Source passage:
[SRILM User List] How do you calculate perplexity given a test sentence?

Fri May 18 13:45:48 PDT 2012

On 5/18/2012 10:39 AM, Burkay Gur wrote:
> This is still not clear to me. When we calculate the perplexity of a 
> language
> model alone, we just take p as the language model itself. This tells 
> us how
> perplexed is that language model.
>
> This is H(p) = - Sum_i(p_i*log(p_i))
>
> Now when we introduce a test sentence, I am not sure what we are 
> calculating. In
> your example you are not mentioning q in the equation.
>
> H(p,q) = -Sum_i(p_i * log(q_i))

First, exchange p and q, if p is your LM, so you have

H(p,q) = -Sum_i(q_i * log(p_i))

Data lines:
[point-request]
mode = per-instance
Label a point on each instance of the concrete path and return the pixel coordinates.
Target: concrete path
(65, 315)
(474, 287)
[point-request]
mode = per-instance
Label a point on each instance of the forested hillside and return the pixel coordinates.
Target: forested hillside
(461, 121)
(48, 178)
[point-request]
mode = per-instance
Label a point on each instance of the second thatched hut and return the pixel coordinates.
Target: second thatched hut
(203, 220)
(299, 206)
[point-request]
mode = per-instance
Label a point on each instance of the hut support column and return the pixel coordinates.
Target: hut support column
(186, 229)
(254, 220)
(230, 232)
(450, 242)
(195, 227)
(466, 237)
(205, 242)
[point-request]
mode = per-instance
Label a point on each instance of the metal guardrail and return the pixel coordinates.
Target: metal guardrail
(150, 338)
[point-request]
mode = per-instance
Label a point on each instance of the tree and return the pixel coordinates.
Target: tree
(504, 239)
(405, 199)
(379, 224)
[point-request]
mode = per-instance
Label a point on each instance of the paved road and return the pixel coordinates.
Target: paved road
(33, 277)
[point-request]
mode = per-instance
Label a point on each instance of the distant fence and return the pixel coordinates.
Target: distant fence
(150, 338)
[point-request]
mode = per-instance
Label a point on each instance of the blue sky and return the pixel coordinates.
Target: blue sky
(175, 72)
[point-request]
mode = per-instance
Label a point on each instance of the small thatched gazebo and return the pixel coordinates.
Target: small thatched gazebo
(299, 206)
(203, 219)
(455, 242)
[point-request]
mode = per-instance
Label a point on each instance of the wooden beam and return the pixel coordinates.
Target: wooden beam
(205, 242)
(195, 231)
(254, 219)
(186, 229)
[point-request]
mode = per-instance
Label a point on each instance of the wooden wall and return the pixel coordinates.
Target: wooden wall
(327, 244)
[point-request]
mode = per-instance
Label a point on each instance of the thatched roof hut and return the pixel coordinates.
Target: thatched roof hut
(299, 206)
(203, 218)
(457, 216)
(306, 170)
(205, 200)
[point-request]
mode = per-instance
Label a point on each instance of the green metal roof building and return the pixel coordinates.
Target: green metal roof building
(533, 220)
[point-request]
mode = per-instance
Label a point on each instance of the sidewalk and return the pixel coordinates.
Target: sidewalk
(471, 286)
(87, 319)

Directive 1: In the perplexity thread, what does the reply say to do first when p is the language model?
Directive 2: According to the quoted question in the perplexity thread, why is the writer unsure what is being calculated once a test sentence is introduced?
Directive 3: Continue the perplexity thread from the point where it stops.

Result 1: Exchange p and q, which gives H(p,q) = -Sum_i(q_i * log(p_i)).

Result 2: The writer has been taking p as the language model itself, which gives H(p) = - Sum_i(p_i*log(p_i)). With a test sentence, the cross-entropy H(p,q) = -Sum_i(p_i * log(q_i)) involves q, but the example the writer was given did not mention q in the equation.

Result 3:
q_i is approximated by the empirical distribution of words in the test 
data.   So effectively, q_i =  number of occurrences of word i / length 
of test corpus.
Of course for many (most) words q_i will be zero (they don't occur in 
the test data).

With this approximation you get

H(p,q)  = - Sum_j log (p_j)

where j now ranges over the word occurrences (tokens, not types) in the 
test set, and p_j is the probability of the j-th word.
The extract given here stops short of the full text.